▶

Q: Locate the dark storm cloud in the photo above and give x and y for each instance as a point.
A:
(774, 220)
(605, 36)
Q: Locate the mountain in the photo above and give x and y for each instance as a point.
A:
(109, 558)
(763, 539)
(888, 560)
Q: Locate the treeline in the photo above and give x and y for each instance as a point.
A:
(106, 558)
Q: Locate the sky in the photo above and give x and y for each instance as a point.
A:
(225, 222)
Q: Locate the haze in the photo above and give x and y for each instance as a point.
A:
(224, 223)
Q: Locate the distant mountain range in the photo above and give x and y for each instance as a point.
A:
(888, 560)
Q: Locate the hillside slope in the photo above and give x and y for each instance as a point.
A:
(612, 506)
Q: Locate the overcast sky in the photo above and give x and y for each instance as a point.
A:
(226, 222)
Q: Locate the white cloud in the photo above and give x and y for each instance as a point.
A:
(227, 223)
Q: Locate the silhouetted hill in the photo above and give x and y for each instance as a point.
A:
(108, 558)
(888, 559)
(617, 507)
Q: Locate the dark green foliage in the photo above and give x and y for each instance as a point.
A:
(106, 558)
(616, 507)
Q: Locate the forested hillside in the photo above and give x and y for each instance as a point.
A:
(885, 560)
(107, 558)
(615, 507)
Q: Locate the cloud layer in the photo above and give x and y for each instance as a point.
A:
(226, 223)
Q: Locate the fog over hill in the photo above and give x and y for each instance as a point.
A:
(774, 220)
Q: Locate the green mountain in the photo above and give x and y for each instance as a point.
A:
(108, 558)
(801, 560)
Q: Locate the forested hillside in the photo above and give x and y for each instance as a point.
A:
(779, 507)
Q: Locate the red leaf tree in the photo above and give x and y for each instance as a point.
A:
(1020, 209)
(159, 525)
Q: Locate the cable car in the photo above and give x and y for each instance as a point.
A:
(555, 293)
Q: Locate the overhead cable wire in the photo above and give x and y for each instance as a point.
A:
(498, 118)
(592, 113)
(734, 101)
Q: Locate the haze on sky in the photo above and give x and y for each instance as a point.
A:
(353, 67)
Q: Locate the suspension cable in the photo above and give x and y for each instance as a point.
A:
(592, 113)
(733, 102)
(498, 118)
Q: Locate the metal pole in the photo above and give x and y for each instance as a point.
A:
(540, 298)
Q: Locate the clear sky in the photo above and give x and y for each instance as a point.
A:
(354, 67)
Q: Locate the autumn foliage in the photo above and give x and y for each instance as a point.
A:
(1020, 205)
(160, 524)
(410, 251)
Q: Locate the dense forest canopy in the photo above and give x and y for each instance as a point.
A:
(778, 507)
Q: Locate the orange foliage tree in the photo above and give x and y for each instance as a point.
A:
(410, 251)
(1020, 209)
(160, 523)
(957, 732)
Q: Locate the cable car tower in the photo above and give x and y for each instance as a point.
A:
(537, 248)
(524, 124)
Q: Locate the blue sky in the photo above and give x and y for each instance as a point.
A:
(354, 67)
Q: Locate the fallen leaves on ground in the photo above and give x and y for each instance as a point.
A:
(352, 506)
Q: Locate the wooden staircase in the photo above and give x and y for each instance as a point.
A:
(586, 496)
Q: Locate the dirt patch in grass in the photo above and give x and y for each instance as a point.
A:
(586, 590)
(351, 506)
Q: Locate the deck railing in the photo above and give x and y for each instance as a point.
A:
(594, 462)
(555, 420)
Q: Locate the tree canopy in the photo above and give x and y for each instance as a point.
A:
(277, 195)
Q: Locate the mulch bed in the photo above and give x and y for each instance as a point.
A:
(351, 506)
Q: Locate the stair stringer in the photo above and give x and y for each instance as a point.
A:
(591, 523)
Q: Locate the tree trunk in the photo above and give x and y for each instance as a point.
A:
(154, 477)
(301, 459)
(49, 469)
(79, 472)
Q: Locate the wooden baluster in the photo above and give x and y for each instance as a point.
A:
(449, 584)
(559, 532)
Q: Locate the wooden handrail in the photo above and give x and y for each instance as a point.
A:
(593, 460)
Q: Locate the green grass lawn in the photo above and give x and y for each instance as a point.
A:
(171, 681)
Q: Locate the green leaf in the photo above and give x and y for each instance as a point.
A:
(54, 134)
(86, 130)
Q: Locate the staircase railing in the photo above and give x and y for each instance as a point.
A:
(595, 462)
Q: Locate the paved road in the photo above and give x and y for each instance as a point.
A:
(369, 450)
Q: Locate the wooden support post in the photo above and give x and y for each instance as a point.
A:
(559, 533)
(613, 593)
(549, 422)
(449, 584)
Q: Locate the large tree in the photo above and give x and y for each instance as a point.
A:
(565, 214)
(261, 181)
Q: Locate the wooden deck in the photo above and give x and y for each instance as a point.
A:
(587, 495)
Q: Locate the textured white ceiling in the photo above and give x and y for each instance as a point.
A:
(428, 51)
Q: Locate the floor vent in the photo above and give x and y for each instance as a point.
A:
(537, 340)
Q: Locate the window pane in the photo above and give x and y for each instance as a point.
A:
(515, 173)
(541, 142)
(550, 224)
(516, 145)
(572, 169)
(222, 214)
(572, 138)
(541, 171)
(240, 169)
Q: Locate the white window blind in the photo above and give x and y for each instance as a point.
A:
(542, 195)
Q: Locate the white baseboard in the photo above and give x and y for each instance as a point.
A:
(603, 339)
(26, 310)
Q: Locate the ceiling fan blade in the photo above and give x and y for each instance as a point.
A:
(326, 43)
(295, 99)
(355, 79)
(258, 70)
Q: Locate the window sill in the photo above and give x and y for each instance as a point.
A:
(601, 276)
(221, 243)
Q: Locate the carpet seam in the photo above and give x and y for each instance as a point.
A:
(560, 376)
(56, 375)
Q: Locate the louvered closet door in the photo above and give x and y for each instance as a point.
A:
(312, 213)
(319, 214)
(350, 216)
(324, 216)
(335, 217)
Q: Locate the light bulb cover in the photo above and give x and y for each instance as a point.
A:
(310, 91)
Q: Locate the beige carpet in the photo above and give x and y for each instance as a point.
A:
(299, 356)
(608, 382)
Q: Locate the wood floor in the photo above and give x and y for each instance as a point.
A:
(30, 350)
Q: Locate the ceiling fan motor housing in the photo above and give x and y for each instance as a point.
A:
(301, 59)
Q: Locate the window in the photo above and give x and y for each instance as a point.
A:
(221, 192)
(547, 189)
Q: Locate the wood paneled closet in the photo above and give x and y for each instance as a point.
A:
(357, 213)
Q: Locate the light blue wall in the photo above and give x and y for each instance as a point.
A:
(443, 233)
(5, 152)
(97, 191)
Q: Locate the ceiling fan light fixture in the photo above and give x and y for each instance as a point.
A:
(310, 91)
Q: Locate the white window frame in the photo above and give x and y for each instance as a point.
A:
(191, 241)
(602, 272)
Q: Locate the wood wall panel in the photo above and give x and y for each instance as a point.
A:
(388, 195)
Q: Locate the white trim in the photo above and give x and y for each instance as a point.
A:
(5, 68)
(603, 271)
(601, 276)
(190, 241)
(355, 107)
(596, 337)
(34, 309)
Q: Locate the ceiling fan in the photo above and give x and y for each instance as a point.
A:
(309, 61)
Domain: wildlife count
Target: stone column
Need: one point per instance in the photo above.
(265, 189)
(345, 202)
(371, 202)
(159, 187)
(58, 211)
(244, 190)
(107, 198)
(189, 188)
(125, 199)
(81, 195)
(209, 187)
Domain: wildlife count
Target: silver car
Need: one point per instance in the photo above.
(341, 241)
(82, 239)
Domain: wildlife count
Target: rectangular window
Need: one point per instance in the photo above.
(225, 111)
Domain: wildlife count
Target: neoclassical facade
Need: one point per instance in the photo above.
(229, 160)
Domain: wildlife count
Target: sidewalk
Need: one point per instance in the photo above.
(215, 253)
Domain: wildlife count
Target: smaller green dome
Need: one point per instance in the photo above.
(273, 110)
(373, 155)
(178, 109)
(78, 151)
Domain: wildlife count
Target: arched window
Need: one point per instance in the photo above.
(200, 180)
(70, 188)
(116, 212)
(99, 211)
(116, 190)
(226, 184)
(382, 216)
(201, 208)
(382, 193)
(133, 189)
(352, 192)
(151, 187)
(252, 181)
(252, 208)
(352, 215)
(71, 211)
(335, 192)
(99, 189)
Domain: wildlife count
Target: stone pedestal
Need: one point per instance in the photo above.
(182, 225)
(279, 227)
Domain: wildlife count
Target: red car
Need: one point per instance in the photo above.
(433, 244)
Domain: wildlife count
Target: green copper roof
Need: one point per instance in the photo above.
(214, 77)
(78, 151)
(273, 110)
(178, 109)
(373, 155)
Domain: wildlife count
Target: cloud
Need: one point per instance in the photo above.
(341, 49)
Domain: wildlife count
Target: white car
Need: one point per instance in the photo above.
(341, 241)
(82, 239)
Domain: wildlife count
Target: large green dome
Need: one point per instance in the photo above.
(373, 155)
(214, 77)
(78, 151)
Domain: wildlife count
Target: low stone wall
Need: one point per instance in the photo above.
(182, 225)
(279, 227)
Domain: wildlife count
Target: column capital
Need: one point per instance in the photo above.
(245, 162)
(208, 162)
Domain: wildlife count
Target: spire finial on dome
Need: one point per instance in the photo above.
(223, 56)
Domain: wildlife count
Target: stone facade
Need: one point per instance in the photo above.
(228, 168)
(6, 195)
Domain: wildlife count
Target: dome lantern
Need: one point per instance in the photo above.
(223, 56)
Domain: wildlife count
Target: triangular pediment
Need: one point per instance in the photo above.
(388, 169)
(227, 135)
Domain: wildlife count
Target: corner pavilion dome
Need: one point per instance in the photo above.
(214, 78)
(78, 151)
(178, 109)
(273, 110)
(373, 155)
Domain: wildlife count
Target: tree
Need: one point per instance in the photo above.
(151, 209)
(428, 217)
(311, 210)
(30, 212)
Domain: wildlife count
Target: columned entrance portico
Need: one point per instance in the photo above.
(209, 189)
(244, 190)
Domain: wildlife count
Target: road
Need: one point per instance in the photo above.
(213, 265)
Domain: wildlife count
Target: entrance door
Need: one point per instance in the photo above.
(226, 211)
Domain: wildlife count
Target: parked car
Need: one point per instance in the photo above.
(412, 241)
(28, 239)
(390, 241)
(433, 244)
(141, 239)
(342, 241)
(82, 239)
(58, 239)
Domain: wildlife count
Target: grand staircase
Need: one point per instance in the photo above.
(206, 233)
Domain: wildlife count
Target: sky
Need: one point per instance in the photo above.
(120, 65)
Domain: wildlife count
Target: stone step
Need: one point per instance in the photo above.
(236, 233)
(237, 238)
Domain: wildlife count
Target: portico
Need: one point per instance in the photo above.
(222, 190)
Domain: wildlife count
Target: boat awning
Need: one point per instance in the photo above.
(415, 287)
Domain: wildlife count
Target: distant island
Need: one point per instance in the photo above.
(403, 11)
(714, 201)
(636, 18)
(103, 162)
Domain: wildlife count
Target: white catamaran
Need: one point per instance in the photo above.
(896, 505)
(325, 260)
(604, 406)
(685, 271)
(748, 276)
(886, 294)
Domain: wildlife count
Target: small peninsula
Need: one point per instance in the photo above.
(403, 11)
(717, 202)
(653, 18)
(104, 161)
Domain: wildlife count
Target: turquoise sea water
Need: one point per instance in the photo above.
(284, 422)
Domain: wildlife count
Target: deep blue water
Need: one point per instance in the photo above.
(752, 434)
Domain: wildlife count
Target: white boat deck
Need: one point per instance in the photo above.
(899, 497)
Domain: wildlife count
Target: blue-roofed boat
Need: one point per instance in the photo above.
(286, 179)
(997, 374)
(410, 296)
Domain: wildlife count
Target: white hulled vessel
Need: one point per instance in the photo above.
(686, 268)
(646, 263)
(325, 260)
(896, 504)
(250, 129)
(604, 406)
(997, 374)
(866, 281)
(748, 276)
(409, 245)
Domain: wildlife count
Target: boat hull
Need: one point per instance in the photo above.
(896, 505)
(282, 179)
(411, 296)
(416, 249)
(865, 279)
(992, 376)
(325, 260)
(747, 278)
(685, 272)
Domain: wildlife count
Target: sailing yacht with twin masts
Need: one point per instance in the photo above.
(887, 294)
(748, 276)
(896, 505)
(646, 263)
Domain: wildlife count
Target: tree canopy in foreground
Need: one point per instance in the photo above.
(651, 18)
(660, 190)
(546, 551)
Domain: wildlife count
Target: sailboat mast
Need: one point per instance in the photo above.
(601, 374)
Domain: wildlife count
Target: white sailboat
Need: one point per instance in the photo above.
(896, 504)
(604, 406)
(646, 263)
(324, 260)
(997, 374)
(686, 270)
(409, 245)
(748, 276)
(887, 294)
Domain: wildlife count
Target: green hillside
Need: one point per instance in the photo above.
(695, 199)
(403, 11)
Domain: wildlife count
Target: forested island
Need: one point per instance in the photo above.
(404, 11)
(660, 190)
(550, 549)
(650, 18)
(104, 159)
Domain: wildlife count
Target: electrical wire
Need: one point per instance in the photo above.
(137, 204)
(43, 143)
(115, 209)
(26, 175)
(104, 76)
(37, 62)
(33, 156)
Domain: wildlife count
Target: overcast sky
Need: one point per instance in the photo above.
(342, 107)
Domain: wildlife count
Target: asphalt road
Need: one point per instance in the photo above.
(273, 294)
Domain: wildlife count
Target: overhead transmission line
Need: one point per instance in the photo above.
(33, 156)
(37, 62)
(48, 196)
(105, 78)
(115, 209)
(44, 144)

◀

## REQUIREMENT
Return each line of the data above that contains the string "wire", copying the lines unchanged. Case counts when matching.

## RESPONSE BELOW
Q: Locate the overhead cable wire in the photo above and give x and y for each instance as a point.
Target: electrical wire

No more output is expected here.